GIVEN RECORDS:
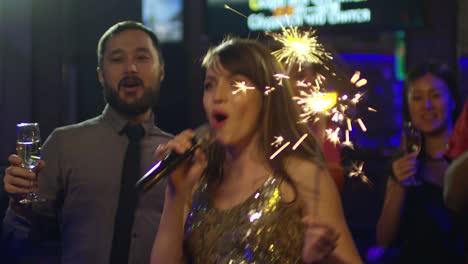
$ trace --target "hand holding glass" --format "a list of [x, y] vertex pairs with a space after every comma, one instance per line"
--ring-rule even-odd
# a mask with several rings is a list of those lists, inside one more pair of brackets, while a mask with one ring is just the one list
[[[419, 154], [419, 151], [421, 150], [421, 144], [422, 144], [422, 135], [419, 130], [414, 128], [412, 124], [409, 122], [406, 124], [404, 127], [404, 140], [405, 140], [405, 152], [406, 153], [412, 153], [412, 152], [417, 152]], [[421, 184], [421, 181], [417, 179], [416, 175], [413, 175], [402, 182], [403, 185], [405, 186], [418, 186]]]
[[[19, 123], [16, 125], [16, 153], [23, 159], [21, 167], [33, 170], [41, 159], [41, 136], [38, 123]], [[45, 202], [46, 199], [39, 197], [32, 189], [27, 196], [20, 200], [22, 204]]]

* * *

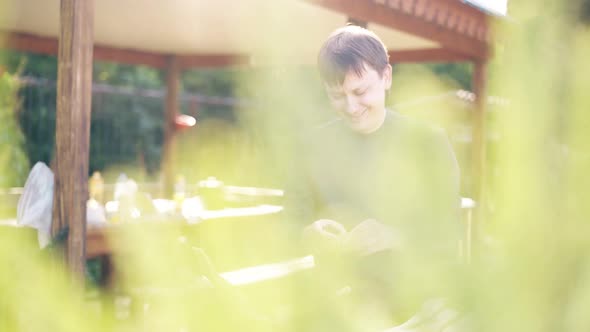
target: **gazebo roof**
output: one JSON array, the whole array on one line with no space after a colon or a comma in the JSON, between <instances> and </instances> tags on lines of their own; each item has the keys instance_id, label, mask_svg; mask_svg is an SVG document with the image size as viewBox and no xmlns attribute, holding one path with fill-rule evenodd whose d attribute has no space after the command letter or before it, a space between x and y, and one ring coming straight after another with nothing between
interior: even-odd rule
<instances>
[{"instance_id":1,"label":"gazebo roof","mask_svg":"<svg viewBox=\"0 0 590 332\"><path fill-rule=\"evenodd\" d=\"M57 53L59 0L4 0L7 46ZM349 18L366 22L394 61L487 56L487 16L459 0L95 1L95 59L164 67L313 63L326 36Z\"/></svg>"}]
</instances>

WHAT THIS TASK INVOLVES: Give back, exactly as written, the stretch from the line with "[x, y] vertex" through the line with "--ring-rule even-odd", and no other lines from the records above.

EXERCISE RESPONSE:
$ trace --target "hand holding glass" --format "a list of [x, y] vertex pairs with a space after every comma, one instance per line"
--ring-rule even-odd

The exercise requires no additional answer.